*** Extracted material ***
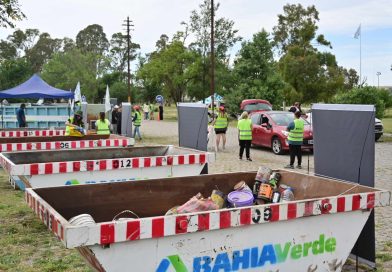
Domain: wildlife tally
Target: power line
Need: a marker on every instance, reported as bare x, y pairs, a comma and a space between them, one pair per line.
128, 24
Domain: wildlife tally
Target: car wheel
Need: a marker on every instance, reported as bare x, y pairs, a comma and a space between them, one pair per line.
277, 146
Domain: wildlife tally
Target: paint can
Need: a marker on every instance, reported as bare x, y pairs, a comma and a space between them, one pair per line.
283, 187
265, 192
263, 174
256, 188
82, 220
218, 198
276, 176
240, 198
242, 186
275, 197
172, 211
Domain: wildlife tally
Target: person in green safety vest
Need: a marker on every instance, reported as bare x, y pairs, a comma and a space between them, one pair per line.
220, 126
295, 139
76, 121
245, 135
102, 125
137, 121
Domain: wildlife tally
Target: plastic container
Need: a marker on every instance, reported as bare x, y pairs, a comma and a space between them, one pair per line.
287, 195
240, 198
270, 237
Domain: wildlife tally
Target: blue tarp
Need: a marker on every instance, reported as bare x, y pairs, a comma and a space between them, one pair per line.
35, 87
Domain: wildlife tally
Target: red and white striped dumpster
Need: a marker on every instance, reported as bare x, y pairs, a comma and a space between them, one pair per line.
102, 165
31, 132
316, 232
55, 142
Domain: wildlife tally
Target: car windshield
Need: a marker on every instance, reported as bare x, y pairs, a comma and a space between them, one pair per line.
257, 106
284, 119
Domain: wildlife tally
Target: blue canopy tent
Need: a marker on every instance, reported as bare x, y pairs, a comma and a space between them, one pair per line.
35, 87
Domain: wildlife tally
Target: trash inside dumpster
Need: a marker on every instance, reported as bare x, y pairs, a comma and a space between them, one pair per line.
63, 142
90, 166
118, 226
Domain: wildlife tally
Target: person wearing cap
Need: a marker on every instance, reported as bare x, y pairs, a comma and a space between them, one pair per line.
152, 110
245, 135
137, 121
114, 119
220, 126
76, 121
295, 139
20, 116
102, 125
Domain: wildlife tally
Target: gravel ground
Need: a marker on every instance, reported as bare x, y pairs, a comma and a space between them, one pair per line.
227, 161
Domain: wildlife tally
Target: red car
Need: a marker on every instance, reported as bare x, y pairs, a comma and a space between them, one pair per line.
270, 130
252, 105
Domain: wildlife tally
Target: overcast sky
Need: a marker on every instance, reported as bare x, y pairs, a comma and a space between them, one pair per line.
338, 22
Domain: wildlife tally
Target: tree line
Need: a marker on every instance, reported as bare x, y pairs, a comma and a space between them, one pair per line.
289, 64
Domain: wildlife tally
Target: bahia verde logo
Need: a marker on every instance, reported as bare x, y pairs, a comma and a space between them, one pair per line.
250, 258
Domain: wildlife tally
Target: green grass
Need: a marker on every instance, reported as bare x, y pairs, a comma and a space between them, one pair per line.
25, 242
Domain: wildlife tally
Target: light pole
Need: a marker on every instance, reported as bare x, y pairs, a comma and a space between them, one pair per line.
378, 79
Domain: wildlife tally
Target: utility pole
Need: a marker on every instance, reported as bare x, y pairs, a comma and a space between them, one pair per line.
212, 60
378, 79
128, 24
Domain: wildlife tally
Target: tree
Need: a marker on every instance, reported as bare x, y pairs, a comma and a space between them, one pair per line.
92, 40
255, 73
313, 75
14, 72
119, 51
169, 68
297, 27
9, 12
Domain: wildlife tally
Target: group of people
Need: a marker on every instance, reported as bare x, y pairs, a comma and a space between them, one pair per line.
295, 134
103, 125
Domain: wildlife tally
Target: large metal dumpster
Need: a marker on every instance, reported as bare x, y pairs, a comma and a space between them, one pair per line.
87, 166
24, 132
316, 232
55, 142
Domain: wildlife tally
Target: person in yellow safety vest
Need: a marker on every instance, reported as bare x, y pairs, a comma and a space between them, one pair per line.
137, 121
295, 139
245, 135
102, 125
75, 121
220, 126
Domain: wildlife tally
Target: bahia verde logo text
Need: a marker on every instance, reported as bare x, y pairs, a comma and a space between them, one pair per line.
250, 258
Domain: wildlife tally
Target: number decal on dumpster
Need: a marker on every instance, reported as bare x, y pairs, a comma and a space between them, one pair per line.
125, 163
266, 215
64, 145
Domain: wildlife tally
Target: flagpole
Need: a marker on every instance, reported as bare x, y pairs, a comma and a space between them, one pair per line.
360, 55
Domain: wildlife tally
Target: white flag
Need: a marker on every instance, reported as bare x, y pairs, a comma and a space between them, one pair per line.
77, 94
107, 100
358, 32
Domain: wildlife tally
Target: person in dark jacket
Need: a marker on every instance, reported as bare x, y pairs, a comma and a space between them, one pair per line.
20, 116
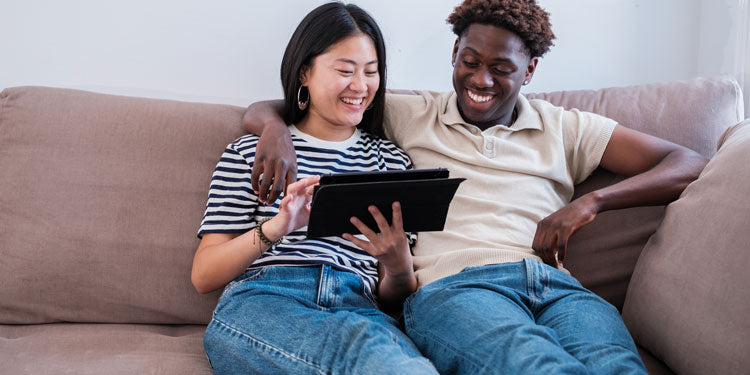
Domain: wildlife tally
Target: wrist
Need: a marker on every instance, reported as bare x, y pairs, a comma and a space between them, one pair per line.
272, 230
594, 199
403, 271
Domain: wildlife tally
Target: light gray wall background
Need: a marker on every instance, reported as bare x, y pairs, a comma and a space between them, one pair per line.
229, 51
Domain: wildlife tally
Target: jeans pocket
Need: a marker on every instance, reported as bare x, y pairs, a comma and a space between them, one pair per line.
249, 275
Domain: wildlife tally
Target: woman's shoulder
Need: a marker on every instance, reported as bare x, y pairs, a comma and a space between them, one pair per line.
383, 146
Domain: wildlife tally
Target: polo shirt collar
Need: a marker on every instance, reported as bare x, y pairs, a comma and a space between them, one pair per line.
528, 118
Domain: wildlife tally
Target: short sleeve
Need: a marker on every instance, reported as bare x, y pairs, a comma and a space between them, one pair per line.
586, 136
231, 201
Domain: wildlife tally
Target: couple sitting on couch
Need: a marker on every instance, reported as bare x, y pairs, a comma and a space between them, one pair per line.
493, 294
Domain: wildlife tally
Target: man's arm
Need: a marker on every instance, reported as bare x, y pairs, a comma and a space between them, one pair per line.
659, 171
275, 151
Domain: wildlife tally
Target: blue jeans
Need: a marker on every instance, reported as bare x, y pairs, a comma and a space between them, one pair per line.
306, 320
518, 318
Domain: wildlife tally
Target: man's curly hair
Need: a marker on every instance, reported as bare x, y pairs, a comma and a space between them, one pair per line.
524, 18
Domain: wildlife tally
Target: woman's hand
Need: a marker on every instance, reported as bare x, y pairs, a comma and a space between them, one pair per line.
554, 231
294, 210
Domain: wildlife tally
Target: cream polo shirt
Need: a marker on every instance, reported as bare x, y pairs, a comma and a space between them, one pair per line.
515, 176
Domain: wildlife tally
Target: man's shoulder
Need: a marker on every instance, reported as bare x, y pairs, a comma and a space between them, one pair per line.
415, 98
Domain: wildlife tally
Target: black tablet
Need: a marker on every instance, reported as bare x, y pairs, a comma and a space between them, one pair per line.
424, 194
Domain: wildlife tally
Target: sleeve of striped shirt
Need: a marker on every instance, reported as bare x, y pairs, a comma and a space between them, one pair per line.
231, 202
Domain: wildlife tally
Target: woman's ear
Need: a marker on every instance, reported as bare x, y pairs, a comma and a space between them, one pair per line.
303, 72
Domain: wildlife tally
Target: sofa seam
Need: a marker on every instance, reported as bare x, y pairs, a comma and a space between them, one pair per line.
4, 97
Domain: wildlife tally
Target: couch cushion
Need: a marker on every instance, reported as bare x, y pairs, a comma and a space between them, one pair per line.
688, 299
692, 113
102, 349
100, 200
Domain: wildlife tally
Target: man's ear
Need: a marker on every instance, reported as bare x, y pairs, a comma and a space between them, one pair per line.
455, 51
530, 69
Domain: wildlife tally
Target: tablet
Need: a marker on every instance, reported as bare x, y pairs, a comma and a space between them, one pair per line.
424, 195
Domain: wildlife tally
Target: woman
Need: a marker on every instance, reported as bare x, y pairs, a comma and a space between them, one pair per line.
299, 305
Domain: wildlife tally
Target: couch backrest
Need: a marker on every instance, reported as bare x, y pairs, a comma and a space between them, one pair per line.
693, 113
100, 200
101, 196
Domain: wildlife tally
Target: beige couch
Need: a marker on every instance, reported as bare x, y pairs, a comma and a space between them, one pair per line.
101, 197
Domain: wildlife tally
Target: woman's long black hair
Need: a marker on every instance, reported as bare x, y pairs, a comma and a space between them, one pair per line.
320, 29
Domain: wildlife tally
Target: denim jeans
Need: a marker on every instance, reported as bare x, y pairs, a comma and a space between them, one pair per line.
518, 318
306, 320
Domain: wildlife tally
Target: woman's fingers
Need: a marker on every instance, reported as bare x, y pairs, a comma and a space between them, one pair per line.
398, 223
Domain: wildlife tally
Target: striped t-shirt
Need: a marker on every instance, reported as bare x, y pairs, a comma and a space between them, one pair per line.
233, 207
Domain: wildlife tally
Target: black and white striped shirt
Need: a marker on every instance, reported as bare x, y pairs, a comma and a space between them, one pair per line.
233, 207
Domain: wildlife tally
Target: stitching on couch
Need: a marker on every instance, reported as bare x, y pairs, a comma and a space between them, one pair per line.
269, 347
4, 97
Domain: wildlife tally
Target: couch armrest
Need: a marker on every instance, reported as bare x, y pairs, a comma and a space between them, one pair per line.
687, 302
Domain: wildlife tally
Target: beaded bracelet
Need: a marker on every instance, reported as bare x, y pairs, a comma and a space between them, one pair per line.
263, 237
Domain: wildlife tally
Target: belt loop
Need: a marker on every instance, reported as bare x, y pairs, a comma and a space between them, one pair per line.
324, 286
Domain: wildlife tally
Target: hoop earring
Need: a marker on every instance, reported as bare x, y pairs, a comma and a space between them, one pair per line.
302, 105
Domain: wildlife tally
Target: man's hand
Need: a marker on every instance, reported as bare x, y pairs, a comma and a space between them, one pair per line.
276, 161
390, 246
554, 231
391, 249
*** End of Extracted material ***
* Your instructions *
Only the lines from the one with "Target: man's hand" to the end of the entries above belong in your answer. Retype them exactly.

* Answer space *
Target: man's hand
Need: a marker on every instance, reported as bare x, y pairs, a comma and a space between them, one pair per line.
276, 161
390, 246
554, 231
391, 249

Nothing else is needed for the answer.